John 1:14 says, “And the Word became flesh and dwelt among us, and we have seen his glory, glory as of the only Son from the Father, full of grace and truth.”

This, of course, is speaking of Jesus and the Incarnation.

I’ve written on this topic before, but recently, new revelation has come with a different understanding of what it means for the word to be made flesh.

We are the Body of Christ.

In us, the word of God that he reveals to us is meant to take on life in us. It’s not meant to sit in your brain and make you feel better about your theologically accurate worldview or give you a sense of superiority because you hear from God when others may struggle to discern what he is saying.

It is meant to be lived out.

When that happens, God’s word that he revealed to you takes on life, and the word of God becomes flesh again in you and me.

What if we did this? What if God’s word actually transformed the way that we live and made it possible for the world to see him?

We live in a visual world. We also live in a loud world. With so many noises and voices everywhere, sometimes they all just blend into the symphony of sounds around us, indistinguishable from the rest.

You can’t see words. They are spoken and heard, not seen. We have to add flesh for them to be seen by the world.

Consider this quote from a book by Brennan Manning called Ruthless Trust, and please forgive me for the length. It’s just too good to leave anything out. 

“… in our faithful listening to God’s Word, we often neglect his first word to us — the gift of ourselves to ourselves: our existence, our temperament, our personal history, our uniqueness, our flaws and foibles, our identity. Our very existence is one of the never-to-be-repeated ways God has chosen to express himself in space and time. Because we are made in God’s image and likeness, you and I are yet another promise that he has made to the universe that he will continue to love it and care for it.

Yet even if we accept that we are a word uttered by God, we may not grasp what he is trying to say through us. In Seeds of Contemplation Merton writes: ‘God utters me like a word containing a partial thought of himself. A word will never be able to comprehend the voice that utters it. But if I am true to the concept God utters in me, if I am true to the thought in him I was meant to embody, I shall be full of his actuality and find him everywhere in myself, and find myself nowhere. I shall be lost in him.’

In patient endurance we wait for God to make clear what he wants to say through us. Such waiting demands not only alert attention but the courage to let ourselves be spoken. Such courage arises from unfailing trust in the wisdom of God, WHO UTTERS NO FALSE WORD.”

_RECORDS SHOWN_

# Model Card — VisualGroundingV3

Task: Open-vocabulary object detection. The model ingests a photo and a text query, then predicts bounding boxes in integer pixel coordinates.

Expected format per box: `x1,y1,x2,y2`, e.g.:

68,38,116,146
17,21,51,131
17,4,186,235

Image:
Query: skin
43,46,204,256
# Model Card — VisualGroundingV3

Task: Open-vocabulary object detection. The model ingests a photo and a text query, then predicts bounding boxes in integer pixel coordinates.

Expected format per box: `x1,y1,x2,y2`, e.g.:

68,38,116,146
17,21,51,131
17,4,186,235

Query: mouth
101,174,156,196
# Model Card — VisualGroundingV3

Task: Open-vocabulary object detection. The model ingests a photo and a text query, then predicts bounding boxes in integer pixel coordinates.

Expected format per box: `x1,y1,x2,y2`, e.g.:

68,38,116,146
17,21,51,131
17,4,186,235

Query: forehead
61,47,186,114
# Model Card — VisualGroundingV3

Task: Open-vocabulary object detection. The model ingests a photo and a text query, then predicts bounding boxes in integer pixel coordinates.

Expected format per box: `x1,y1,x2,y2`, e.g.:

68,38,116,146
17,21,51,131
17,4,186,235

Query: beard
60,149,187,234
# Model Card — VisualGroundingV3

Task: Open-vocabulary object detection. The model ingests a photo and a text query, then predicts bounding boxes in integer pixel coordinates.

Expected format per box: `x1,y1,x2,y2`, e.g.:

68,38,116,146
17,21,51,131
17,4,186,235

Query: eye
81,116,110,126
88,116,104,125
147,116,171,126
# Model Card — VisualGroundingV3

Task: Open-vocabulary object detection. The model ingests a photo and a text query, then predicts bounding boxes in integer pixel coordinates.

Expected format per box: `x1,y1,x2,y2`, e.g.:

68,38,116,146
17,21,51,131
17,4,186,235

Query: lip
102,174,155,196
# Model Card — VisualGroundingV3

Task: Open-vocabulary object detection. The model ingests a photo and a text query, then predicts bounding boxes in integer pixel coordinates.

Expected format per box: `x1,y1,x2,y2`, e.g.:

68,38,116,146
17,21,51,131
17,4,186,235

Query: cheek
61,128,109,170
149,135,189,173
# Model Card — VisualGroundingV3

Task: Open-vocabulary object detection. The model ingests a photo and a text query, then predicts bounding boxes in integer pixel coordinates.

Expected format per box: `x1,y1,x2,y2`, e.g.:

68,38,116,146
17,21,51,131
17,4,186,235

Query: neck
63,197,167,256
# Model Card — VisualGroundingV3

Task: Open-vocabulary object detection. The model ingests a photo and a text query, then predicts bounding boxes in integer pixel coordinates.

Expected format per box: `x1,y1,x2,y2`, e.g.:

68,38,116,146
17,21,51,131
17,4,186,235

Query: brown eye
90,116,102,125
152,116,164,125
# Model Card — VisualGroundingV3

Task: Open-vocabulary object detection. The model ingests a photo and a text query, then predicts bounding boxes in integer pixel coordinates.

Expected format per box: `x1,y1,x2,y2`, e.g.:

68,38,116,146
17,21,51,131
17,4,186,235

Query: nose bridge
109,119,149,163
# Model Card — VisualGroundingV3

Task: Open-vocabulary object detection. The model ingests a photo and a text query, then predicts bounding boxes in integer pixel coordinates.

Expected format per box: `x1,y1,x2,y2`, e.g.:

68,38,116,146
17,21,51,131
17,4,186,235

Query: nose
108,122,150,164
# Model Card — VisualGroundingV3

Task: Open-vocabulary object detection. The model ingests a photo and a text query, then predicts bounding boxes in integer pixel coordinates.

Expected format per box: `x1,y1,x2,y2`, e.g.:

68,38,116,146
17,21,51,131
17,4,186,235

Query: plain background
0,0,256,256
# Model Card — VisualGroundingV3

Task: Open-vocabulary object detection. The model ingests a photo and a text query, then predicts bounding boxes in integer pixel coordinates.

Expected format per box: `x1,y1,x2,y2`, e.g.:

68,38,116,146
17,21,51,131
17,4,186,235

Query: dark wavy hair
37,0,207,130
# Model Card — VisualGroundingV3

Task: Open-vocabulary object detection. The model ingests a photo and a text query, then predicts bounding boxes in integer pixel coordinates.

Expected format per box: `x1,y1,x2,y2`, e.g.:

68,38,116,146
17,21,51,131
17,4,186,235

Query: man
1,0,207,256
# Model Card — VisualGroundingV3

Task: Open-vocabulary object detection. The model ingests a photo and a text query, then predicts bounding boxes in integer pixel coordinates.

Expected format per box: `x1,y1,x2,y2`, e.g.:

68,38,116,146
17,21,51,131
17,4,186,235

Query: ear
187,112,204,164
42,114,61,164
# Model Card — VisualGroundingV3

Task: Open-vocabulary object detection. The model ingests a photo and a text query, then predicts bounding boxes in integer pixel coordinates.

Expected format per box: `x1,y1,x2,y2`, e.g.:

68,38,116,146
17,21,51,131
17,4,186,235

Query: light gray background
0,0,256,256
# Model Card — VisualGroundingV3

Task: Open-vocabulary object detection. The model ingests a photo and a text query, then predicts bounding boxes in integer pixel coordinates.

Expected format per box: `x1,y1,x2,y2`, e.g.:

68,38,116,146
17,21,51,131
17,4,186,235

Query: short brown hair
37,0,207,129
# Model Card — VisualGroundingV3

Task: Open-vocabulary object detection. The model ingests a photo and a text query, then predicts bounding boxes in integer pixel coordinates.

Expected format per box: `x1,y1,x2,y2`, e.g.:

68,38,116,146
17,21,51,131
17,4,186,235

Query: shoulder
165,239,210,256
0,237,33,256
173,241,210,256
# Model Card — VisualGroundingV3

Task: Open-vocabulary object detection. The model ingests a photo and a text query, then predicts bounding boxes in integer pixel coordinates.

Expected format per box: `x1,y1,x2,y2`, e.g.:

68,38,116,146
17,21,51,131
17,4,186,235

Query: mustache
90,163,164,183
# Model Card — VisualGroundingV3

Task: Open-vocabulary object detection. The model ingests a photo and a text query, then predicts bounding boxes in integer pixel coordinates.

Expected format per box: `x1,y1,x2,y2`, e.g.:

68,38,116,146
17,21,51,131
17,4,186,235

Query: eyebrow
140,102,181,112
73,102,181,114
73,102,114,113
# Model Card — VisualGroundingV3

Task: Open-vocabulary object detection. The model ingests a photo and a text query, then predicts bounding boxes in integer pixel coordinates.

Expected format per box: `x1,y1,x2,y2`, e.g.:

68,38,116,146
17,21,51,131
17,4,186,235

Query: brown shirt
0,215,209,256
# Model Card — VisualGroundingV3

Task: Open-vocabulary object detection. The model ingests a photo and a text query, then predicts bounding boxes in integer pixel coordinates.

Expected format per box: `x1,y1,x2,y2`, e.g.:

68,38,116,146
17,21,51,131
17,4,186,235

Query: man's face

_DESCRIPTION OF THE TASK_
In the reflection on John 1:14, which book by Merton is quoted?

_SOLUTION TO THIS TASK_
Seeds of Contemplation